** START **
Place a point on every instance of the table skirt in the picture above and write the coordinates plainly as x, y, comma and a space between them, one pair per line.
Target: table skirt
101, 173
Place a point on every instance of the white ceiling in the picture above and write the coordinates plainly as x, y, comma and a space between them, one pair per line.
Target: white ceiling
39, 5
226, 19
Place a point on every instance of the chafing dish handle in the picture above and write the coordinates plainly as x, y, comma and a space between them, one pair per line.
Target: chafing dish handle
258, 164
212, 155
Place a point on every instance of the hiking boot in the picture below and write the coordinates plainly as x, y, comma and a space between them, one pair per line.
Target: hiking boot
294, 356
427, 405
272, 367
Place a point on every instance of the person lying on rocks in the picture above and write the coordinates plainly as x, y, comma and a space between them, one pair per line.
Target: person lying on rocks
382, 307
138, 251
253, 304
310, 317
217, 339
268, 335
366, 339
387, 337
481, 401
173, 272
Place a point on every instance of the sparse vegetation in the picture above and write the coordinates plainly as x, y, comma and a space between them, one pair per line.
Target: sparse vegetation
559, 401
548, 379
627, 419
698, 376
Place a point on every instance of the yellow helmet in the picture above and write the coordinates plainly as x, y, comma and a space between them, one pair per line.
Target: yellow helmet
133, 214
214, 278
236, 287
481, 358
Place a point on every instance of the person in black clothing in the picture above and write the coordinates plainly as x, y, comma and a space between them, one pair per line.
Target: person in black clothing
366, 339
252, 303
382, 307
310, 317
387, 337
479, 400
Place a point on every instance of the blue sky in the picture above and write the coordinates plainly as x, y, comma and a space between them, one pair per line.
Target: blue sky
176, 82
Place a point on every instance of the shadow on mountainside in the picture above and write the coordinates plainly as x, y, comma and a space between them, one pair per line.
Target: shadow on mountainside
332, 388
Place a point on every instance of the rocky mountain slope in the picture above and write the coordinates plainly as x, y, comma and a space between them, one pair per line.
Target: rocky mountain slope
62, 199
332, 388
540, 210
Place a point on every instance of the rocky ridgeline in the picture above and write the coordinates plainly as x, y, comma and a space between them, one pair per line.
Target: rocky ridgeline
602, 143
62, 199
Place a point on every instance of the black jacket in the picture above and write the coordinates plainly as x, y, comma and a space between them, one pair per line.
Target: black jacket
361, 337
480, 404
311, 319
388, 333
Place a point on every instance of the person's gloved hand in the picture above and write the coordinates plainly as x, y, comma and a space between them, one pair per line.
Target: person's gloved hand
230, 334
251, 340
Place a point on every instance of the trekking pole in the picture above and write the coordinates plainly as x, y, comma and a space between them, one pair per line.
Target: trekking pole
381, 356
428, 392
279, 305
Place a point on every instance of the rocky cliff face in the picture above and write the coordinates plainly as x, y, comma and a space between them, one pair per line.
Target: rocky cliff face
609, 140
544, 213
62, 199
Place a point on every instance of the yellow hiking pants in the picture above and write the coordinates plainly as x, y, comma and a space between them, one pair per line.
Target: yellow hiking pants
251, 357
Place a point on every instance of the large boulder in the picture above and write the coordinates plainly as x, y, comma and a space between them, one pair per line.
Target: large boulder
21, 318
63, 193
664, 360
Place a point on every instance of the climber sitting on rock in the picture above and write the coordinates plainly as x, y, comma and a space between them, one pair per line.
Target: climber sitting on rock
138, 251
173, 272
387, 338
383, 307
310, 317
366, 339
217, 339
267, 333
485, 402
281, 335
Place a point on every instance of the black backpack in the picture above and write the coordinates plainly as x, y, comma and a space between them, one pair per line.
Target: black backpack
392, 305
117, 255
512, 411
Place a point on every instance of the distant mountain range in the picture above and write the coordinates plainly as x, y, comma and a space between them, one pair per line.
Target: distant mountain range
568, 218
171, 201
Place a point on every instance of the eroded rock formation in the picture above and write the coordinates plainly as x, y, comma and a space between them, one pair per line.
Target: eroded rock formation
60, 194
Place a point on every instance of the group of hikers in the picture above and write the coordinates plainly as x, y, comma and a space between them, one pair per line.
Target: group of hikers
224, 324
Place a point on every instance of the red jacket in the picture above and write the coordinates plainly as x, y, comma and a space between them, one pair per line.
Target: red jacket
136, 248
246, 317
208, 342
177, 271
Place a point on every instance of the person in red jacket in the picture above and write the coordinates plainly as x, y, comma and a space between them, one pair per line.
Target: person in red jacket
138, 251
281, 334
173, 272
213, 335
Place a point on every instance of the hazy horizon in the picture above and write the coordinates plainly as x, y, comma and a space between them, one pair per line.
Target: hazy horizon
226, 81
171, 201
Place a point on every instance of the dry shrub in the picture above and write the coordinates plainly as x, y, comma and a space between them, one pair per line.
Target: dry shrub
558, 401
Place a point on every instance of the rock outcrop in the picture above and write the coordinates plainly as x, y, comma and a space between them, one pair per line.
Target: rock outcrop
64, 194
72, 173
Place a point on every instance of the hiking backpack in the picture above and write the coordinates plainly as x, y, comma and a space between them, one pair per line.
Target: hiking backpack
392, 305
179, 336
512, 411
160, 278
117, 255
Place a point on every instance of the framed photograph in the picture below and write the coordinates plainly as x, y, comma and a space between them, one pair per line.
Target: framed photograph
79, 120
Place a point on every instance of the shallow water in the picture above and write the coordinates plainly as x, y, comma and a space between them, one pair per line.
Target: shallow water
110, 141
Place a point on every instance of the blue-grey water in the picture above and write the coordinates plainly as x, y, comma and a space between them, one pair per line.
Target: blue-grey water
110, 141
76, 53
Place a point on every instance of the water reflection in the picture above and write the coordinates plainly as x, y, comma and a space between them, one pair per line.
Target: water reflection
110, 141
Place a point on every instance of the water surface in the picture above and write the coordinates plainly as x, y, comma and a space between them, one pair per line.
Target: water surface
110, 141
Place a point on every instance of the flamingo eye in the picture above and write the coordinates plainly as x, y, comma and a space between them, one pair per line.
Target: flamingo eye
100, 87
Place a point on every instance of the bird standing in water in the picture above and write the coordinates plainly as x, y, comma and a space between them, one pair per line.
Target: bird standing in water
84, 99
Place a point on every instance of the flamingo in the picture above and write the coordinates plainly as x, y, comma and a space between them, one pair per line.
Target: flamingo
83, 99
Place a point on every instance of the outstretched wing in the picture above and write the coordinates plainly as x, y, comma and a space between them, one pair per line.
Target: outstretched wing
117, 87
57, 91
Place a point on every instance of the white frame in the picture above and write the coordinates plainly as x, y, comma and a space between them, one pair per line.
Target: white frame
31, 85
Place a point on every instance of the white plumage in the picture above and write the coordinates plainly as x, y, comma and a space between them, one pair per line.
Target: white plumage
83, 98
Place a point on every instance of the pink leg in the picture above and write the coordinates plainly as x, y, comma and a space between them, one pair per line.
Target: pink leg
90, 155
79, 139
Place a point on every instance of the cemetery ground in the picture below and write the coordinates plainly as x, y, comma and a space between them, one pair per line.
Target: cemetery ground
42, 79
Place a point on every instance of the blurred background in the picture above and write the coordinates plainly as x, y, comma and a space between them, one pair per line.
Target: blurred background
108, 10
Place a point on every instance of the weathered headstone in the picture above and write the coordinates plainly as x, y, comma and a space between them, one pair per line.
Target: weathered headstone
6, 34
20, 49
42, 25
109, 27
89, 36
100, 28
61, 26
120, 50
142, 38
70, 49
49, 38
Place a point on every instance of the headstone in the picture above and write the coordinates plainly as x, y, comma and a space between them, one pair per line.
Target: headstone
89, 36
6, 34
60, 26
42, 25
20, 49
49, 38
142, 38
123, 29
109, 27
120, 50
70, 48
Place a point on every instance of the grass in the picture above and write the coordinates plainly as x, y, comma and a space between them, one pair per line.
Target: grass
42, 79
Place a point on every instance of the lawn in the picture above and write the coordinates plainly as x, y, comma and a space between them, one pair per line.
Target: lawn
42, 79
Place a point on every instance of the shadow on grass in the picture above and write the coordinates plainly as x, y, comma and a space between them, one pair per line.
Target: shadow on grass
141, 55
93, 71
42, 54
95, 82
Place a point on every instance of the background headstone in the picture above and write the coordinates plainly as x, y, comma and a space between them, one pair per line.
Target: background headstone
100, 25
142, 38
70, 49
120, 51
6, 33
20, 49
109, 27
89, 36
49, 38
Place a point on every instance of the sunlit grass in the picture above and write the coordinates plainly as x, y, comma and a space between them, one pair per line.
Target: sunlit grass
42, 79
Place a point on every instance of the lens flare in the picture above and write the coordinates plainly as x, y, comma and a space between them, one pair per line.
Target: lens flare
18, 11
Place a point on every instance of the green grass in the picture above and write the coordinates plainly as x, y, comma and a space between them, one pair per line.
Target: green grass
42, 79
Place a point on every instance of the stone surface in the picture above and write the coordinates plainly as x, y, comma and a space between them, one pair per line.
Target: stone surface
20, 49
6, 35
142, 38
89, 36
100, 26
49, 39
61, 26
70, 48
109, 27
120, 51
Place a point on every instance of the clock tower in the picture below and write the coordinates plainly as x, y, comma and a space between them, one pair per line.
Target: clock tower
** END **
Stated exercise: Copy out the lines from the line containing "Place a point on every instance of the grass" to the end of the listing above, without alteration.

Complete answer:
Place a point on every instance of the grass in the picture above and write the coordinates plainly as x, y, comma and a space between them, one pair per line.
Target: grass
42, 79
Place a point on every instance of the lawn in the picture above and write the coordinates plainly as x, y, comma and a space between them, one pair per line.
Target: lawn
42, 79
Place a point on every instance of the shadow on grass in the picture above and write the coordinates plainly as x, y, comma and a space between them, one pair per line.
Target: shadow on grass
141, 55
93, 71
42, 54
95, 82
Place a point on every instance of the background headstone in the picture above and write the coordinates plainly as x, y, comma and a space between them, one pair per line.
Target: background headstone
100, 25
142, 38
70, 49
120, 51
6, 33
20, 49
109, 27
89, 36
49, 38
Place a point on every instance of the sunlit grass in the picture above and write the coordinates plainly as x, y, comma and a space between them, one pair per line.
Target: sunlit grass
42, 79
Place a point on every instance of the lens flare in the picture above and write the coordinates plainly as x, y, comma and a space between them, one pair per line.
Target: lens flare
18, 11
Place a point on every instance of the green grass in the picture above and write the coordinates plainly as x, y, comma and a space between them, one pair per line.
Target: green grass
42, 79
Place a point on every instance of the stone surface in the picture above and write the coordinates plainly as x, y, comma and a space between them, one pair per line.
Target: stone surface
20, 49
6, 35
142, 38
89, 36
100, 26
49, 39
61, 26
70, 48
109, 27
120, 51
Place a point on every instance of the clock tower in the picture below and write the coordinates plainly as x, y, comma and a space between them, one pair per line.
Target: clock tower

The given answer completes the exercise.